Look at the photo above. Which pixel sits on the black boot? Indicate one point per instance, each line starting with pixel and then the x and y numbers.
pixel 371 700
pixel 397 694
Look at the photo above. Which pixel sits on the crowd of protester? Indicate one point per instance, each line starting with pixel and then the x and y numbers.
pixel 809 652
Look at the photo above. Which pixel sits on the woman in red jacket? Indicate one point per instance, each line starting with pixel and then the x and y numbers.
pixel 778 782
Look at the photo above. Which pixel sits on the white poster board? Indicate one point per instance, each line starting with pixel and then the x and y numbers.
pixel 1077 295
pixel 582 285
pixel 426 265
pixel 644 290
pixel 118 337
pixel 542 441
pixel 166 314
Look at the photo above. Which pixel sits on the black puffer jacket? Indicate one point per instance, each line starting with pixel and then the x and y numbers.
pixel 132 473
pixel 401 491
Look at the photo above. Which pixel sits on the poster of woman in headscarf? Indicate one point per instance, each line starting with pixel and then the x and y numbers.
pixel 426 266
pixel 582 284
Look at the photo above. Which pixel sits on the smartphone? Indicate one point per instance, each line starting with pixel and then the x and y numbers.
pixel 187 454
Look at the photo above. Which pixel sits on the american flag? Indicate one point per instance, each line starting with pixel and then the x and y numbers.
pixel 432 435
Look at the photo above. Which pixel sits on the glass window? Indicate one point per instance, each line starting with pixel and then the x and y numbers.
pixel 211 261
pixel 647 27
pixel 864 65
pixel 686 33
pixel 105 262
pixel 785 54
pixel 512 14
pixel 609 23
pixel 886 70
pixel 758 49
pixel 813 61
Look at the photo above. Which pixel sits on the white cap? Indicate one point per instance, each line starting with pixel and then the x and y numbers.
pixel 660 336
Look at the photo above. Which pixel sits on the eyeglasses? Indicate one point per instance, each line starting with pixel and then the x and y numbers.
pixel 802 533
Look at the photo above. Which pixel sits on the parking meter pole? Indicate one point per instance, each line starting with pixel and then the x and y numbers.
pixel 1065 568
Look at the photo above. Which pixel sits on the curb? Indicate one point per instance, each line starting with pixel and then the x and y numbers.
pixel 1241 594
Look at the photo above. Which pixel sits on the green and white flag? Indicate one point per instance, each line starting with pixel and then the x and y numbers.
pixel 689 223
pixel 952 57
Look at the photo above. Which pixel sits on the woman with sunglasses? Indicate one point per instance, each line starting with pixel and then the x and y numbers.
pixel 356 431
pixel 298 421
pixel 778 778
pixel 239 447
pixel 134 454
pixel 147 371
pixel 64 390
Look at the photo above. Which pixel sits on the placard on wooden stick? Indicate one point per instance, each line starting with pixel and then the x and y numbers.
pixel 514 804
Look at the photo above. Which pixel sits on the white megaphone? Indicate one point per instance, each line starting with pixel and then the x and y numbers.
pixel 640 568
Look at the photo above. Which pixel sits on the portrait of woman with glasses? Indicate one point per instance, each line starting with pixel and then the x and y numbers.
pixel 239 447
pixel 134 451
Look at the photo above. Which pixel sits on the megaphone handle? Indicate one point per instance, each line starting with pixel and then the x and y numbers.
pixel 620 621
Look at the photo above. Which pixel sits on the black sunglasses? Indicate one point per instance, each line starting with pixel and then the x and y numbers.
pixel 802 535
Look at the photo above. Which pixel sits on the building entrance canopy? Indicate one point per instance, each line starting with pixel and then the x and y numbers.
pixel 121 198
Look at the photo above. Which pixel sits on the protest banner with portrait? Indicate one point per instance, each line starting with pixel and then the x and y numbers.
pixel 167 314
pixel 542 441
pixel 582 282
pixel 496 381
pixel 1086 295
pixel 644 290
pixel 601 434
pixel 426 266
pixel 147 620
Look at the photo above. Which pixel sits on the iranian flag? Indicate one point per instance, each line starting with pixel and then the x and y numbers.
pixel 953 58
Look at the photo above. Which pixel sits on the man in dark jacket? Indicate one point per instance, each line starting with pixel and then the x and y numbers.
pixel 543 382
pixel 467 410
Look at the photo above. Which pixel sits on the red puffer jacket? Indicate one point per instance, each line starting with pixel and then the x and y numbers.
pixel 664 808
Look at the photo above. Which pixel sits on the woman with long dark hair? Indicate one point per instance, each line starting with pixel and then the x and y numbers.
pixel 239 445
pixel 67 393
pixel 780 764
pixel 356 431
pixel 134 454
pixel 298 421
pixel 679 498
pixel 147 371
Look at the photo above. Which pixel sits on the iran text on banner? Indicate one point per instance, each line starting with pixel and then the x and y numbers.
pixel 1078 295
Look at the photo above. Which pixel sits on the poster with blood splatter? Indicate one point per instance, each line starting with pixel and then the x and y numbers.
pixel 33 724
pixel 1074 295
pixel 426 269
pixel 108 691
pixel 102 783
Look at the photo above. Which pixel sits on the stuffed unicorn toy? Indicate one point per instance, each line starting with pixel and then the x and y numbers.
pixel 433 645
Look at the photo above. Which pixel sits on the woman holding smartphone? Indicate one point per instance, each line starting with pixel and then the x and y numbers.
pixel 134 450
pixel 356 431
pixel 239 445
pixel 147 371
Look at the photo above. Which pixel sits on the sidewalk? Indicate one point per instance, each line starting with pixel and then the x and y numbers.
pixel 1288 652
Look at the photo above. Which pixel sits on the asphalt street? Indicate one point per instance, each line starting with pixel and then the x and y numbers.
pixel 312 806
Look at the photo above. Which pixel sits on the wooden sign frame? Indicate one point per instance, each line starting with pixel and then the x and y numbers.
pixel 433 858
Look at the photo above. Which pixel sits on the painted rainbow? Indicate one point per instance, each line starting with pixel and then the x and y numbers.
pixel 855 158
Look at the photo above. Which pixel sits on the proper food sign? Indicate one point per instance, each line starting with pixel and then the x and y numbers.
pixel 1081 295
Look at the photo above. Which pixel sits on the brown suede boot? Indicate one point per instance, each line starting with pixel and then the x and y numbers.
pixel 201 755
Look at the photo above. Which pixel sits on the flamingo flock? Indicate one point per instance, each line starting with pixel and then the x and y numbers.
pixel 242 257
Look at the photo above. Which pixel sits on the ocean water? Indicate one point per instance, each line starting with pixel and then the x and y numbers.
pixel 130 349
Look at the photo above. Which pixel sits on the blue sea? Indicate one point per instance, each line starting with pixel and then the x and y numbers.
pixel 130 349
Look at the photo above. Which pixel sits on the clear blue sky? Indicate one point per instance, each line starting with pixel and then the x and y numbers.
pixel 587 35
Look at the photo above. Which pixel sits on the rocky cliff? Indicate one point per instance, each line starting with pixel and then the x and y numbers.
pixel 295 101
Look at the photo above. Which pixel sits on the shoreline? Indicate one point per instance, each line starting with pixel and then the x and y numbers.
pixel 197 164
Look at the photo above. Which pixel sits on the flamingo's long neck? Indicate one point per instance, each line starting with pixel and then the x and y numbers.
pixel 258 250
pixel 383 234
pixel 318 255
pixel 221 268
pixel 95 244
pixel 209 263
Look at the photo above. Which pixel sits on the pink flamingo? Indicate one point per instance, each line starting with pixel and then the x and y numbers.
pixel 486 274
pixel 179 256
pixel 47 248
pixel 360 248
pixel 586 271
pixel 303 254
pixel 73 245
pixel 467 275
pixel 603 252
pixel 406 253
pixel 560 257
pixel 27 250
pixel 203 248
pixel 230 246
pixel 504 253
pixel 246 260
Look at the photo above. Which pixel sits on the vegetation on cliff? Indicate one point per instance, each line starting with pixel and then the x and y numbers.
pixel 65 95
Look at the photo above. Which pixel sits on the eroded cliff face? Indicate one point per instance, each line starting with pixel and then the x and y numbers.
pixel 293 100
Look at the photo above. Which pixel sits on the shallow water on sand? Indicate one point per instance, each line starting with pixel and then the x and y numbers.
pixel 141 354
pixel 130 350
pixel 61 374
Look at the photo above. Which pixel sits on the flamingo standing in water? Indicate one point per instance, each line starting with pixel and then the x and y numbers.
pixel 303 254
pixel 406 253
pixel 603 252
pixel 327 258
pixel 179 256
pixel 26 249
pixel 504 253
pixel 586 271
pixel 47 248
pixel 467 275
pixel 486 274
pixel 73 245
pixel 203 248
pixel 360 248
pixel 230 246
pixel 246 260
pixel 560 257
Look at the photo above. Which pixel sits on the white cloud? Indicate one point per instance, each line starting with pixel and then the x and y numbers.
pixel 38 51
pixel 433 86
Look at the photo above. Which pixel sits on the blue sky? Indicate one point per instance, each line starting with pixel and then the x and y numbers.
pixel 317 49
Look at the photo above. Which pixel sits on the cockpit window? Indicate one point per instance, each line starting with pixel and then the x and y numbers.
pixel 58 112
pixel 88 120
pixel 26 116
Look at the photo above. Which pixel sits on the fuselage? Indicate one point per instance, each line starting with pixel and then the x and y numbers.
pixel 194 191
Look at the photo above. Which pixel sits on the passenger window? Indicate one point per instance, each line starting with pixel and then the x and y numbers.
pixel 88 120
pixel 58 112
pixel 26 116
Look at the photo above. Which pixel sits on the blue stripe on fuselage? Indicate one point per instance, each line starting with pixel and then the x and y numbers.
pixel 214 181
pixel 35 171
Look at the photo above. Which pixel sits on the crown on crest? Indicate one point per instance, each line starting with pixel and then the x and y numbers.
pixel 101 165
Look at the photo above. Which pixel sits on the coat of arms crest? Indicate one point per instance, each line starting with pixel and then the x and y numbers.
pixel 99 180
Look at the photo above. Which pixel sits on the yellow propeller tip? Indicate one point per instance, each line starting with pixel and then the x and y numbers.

-- -- --

■ WHAT NEEDS TO BE DONE:
Exactly repeat the lines from the line that contains "Look at the photo above. Which pixel sits on the fuselage?" to the end of the entries, both included, and leave out all other lines.

■ ANSWER TO THIS TASK:
Look at the photo above. Which pixel sits on the fuselage? Indicate one point per instance, each line starting with pixel and then the x and y numbers.
pixel 194 191
Look at the photo above. Which pixel sits on the passenger window? Indicate one point per instance, each line starting with pixel and then the x and y numbers.
pixel 88 120
pixel 58 112
pixel 26 116
Look at the photo above. Which pixel sits on the blue stripe on fuselage? Indicate one point per instance, each line starting with pixel and then the x and y numbers.
pixel 214 181
pixel 35 171
Look at the photo above. Which pixel sits on the crown on crest? Indicate one point per instance, each line starting with pixel and then the x and y numbers.
pixel 101 165
Look at the photo above. Which pixel sits on the coat of arms crest? Indicate one point per instance, each line starting with pixel and then the x and y numbers.
pixel 99 180
Look at the photo above. Which pixel sits on the yellow propeller tip? Indicate one point per instance, each line starting with pixel and then the x and y numbers.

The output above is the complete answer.